• Data records
-.-.-

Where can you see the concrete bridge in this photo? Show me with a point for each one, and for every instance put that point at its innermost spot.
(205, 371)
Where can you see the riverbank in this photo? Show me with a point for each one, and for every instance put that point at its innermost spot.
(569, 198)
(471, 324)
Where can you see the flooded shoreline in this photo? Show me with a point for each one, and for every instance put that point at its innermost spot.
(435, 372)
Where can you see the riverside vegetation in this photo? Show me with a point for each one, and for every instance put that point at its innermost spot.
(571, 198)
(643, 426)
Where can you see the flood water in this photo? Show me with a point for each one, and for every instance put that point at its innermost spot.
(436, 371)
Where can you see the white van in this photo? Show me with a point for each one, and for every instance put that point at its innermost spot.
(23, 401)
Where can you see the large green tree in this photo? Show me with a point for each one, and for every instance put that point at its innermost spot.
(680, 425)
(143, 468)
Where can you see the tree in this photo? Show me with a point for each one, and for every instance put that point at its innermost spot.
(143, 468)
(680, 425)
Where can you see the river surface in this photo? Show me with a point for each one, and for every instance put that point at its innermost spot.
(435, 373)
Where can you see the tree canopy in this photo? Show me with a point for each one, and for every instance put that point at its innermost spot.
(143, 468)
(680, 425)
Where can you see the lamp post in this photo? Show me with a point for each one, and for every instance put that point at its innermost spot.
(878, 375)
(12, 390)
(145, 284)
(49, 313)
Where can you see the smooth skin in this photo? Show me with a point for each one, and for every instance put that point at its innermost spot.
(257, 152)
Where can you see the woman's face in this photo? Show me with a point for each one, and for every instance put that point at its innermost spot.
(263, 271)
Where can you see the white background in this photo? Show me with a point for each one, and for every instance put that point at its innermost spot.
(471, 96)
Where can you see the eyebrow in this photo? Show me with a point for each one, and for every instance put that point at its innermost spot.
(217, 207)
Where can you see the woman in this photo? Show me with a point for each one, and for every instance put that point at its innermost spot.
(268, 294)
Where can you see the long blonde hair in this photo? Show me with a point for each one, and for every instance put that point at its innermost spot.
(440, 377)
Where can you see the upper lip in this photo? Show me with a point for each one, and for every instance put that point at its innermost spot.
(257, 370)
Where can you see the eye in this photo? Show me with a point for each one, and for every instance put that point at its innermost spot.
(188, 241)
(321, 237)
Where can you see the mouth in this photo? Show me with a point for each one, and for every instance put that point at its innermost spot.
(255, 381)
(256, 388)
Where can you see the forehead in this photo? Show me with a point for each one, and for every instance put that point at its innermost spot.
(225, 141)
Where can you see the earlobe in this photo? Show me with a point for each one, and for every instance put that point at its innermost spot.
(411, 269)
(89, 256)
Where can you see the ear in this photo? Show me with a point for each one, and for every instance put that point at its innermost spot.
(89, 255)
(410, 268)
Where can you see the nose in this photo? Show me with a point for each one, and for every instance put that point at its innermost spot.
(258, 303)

-.-.-

Copy out everything from the line containing "Where can you see the upper" down to the end of the records, substituting "central spot" for "innermost spot" and leaving all else unchanged.

• Task answer
Where can you see the upper lip in this photo? Show me with a point for each one, and for every instance put that point at its central spot.
(257, 370)
Where can you see the eye in this photo? Show me with a point for each one, and for every instance put that point at its central spot.
(188, 241)
(321, 237)
Where can you see the mouth in this photo? Show me with a point for each one, and for every instance put that point at its central spot.
(255, 381)
(256, 388)
Where can you see the forehead in this photo? Show me with a point for each one, and for every instance put that point at its central spot.
(225, 141)
Where can you see the earlobe in this photo? Show me with a point for each one, and for every instance put that point at its central spot.
(411, 269)
(89, 256)
Where can you see the ear in this photo? Show me with a point for each one, and for every instance put that point at its central spot.
(89, 255)
(410, 268)
Where can you see the nose in this photo? Show me with a point for each one, and for every instance put that point at its central spot.
(258, 303)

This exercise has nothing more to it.